** Dataset records follows **

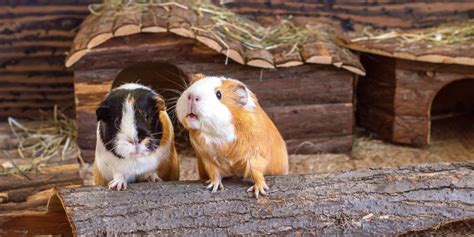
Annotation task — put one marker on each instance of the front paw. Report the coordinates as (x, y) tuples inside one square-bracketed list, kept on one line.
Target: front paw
[(258, 189), (118, 183), (214, 185)]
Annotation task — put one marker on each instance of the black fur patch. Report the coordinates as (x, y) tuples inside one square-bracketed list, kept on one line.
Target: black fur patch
[(147, 121)]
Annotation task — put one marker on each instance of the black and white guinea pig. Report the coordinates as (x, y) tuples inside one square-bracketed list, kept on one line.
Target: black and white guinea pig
[(135, 138)]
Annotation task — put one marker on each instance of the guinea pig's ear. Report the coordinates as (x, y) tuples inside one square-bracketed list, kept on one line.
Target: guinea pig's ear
[(196, 78), (103, 113), (160, 103), (242, 94)]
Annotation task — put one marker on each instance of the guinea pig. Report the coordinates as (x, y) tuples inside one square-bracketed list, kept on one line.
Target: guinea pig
[(135, 138), (230, 133)]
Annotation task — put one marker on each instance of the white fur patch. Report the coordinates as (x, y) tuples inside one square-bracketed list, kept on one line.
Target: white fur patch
[(127, 133), (133, 86), (214, 118), (111, 166)]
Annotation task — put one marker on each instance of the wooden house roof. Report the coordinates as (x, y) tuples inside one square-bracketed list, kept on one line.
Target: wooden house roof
[(448, 44), (180, 18)]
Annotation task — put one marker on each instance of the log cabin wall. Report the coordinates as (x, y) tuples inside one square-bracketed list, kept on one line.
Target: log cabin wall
[(395, 98), (310, 104), (35, 35), (34, 38), (350, 14)]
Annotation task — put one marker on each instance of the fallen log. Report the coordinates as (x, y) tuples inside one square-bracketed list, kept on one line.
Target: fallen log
[(368, 202)]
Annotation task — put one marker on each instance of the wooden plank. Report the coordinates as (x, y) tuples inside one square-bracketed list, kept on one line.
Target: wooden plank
[(54, 221), (387, 201), (203, 33), (233, 49), (287, 56), (128, 22), (103, 30), (155, 20), (411, 130), (182, 20), (259, 58), (337, 144), (352, 14), (306, 121), (376, 120), (316, 52)]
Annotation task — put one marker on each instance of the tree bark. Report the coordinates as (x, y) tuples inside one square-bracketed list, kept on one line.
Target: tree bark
[(359, 202)]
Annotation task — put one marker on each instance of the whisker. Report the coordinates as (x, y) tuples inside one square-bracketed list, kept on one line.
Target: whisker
[(169, 80), (172, 90)]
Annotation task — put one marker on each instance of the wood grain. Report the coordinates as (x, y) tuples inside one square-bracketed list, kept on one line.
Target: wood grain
[(359, 202)]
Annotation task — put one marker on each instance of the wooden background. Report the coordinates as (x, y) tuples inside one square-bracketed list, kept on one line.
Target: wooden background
[(36, 34), (34, 37), (351, 14)]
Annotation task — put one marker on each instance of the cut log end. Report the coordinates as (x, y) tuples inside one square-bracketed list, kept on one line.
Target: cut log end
[(388, 201), (183, 32), (74, 57), (319, 59), (127, 30), (154, 29), (290, 64), (260, 63)]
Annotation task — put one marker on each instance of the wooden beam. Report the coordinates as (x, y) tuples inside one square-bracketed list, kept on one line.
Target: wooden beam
[(360, 202)]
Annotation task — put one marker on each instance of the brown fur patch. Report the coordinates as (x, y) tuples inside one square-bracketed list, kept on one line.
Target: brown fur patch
[(160, 103), (168, 169)]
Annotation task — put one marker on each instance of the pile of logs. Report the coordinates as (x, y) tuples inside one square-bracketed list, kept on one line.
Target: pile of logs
[(430, 199), (22, 191)]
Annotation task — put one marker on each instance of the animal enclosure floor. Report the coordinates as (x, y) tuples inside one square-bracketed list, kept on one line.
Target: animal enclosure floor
[(452, 140)]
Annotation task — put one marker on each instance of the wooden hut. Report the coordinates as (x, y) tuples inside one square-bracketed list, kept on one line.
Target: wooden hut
[(306, 90), (396, 98)]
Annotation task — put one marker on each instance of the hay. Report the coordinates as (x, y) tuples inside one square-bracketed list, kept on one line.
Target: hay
[(227, 24), (252, 35), (54, 137), (441, 35)]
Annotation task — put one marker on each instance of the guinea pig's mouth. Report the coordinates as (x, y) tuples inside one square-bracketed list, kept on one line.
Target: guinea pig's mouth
[(192, 116)]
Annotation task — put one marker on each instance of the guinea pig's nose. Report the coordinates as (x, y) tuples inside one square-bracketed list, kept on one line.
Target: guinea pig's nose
[(194, 98)]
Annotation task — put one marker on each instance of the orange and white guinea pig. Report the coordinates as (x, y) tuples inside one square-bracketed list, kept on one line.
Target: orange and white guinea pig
[(135, 138), (230, 133)]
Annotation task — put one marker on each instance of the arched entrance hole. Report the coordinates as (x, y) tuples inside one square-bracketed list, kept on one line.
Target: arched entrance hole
[(166, 79), (452, 120)]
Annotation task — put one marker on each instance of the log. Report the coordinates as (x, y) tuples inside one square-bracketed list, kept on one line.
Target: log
[(369, 202), (310, 121)]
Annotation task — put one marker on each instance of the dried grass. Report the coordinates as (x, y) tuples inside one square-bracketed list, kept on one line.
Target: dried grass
[(227, 24), (54, 137), (441, 35)]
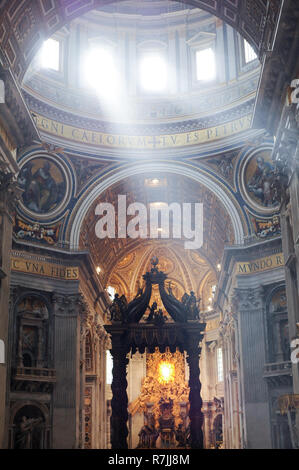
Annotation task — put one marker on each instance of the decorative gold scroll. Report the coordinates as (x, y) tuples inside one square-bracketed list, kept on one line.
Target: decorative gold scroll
[(153, 388)]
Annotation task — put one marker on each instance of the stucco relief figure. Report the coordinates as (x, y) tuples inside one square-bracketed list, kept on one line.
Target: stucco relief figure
[(148, 434), (260, 182), (29, 432), (152, 310), (43, 185), (191, 304), (118, 308)]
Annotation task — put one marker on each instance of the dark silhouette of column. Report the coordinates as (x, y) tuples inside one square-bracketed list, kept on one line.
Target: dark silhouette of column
[(195, 413), (119, 402)]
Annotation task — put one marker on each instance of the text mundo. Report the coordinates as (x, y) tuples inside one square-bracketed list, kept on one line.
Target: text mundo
[(295, 92), (185, 221)]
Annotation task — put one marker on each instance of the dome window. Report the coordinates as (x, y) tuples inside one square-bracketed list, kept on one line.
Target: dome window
[(153, 72), (249, 53), (50, 54), (205, 64), (101, 71)]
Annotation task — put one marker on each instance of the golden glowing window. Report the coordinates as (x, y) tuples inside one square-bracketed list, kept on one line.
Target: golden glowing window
[(166, 372)]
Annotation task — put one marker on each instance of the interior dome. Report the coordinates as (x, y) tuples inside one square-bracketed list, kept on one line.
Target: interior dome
[(206, 68)]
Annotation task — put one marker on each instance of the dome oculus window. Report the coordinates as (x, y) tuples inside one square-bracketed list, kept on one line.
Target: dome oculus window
[(249, 54), (101, 71), (205, 64), (50, 55), (153, 73)]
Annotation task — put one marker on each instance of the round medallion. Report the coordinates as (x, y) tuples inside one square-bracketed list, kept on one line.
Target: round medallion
[(257, 176), (44, 182)]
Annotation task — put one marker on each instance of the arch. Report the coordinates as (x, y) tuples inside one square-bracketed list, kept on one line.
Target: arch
[(21, 35), (86, 200)]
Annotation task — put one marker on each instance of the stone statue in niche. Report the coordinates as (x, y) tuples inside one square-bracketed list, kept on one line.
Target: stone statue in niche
[(28, 433), (181, 436), (261, 181), (152, 310), (118, 308), (156, 317), (191, 304), (148, 434), (166, 423)]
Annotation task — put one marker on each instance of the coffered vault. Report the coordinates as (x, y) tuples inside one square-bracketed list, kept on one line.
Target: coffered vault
[(22, 35)]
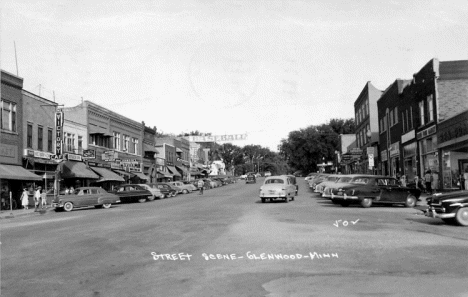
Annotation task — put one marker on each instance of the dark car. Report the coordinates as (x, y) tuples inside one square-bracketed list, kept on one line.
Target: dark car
[(370, 189), (85, 197), (132, 193), (250, 179), (167, 190), (450, 207)]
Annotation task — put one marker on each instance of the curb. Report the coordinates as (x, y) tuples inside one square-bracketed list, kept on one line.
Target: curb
[(12, 215)]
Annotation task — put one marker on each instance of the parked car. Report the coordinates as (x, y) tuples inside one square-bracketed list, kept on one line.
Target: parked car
[(277, 187), (191, 185), (132, 193), (172, 189), (166, 190), (369, 189), (154, 190), (451, 207), (250, 179), (294, 182), (180, 186), (85, 197)]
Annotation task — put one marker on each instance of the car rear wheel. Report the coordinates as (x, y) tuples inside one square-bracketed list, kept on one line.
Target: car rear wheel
[(462, 216), (68, 206), (410, 201), (366, 202)]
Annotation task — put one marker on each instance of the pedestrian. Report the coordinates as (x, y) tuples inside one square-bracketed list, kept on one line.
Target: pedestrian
[(25, 199), (37, 198), (44, 199), (428, 181), (201, 184)]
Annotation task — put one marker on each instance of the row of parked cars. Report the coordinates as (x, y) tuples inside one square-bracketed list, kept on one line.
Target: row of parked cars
[(100, 198), (367, 190)]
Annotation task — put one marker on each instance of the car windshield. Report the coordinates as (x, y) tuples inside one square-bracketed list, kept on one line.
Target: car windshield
[(274, 181), (360, 180), (344, 179)]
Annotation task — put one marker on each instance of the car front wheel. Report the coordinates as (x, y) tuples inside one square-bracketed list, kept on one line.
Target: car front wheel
[(366, 202), (68, 206), (410, 201), (462, 216)]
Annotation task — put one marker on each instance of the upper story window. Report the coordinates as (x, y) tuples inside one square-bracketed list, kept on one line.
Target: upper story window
[(135, 145), (117, 141), (8, 116), (29, 136), (49, 140), (430, 108), (126, 141), (421, 113), (40, 138)]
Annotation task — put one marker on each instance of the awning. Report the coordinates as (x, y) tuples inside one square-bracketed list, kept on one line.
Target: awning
[(173, 170), (149, 148), (141, 175), (121, 172), (182, 168), (17, 173), (106, 175), (73, 169), (98, 130)]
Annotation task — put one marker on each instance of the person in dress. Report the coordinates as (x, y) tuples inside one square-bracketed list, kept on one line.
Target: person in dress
[(25, 199)]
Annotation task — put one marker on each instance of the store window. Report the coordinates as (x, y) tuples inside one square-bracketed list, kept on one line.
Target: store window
[(8, 116), (40, 139), (29, 136)]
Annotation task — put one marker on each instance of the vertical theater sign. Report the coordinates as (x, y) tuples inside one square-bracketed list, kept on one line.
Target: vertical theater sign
[(59, 134)]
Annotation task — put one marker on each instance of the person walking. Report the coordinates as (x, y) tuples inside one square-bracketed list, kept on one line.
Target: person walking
[(428, 181), (37, 198), (25, 199), (201, 184)]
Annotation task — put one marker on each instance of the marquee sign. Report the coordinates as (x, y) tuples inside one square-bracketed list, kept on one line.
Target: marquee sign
[(58, 133), (215, 138)]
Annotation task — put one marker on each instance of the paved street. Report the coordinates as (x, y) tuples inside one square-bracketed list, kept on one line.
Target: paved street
[(264, 249)]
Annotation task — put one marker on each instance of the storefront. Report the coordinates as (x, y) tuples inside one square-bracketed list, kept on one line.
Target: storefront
[(453, 151)]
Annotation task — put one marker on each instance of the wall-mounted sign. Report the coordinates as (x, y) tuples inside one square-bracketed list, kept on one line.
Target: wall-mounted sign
[(215, 138), (58, 133), (74, 157), (89, 154)]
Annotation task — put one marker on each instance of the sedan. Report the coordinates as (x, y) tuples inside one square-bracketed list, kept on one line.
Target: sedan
[(277, 187), (132, 193), (369, 189), (450, 207), (85, 197)]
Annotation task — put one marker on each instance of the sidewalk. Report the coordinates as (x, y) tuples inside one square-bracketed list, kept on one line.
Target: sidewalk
[(11, 214)]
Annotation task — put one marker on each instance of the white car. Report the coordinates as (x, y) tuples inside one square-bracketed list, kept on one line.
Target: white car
[(277, 187)]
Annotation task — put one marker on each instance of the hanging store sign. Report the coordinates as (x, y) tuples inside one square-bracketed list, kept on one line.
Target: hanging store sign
[(215, 138), (58, 133)]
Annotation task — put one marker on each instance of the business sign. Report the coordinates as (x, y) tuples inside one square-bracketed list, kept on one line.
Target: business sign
[(89, 154), (216, 138), (59, 133)]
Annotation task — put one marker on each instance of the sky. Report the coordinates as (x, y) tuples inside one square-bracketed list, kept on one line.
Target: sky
[(261, 68)]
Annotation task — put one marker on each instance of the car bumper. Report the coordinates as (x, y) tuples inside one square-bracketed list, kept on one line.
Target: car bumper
[(431, 212), (343, 197)]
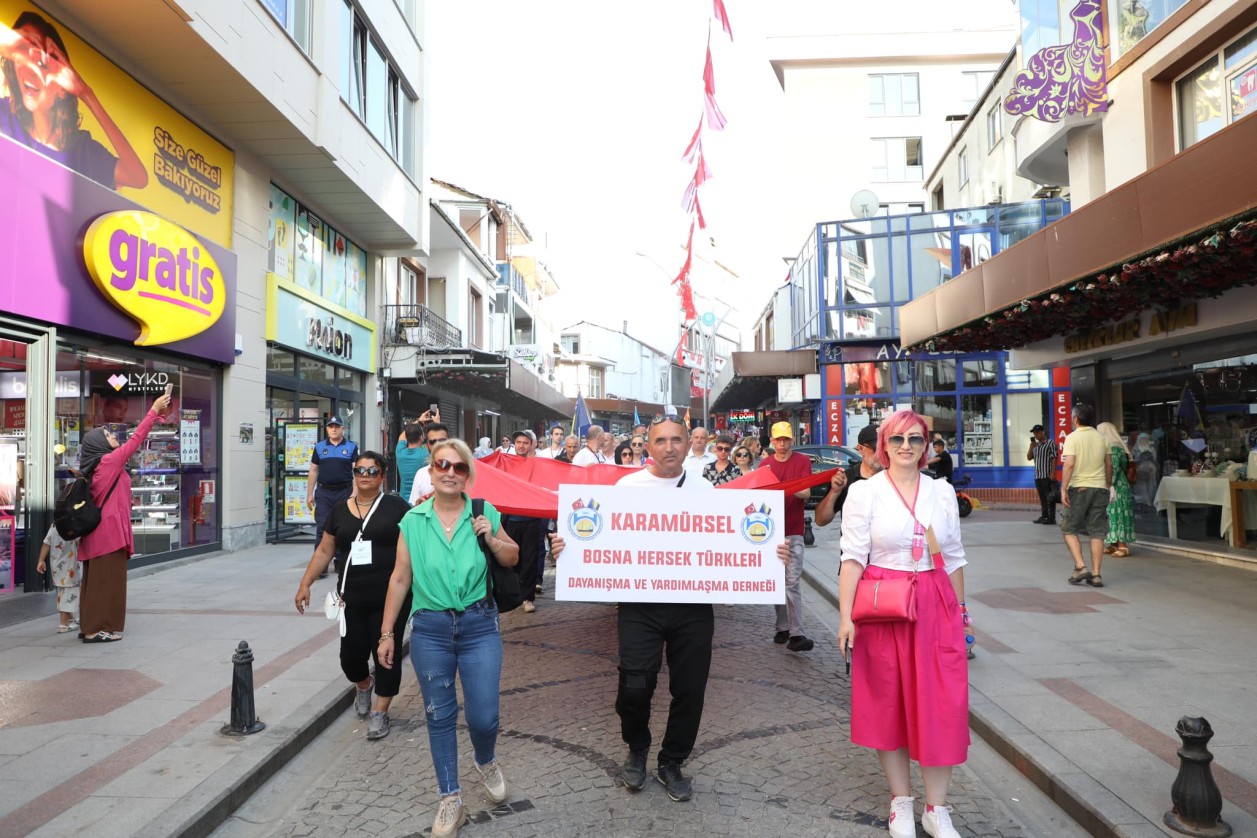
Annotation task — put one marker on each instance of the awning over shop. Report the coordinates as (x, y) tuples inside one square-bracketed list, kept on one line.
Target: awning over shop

** End of Dataset records **

Activity => Exact copy, pictures excluded: from the line with "Target: orange and white guinea pig" up to and including the line with "of the stucco" in the data above.

Task solution =>
Target: orange and white guinea pig
[(135, 138), (230, 133)]
Annotation task — put one marker on each instance of the arched entrance hole. Report the coordinates as (x, y) tuples inside one square-bracketed list, kept on one line.
Target: arched entrance hole
[(166, 79), (452, 120)]
Annotation task — put one marker on each instance of the log. Report the coordinates as (x, y) tuples inside one square-bracketed list, kept on one line.
Target: log
[(369, 202), (310, 121)]
Annotation task — put one marker on each instance of the dried grass. Report the coordinates as (x, y) tuples inside one square-bracketed list, kept on one line.
Target: dried grass
[(227, 24), (54, 137), (441, 35)]
Annotation task — put one marker on each instance of the decorative gold scroll. Report the coordinates as (x, y) tuples inside one square-bracketed list, kept on one line.
Target: decorative gold scroll
[(153, 388)]
Annotation task — put one marker on each instance of the stucco relief figure. Report the coordinates as (x, y) tuples inside one square-bracketed list, kept on one line.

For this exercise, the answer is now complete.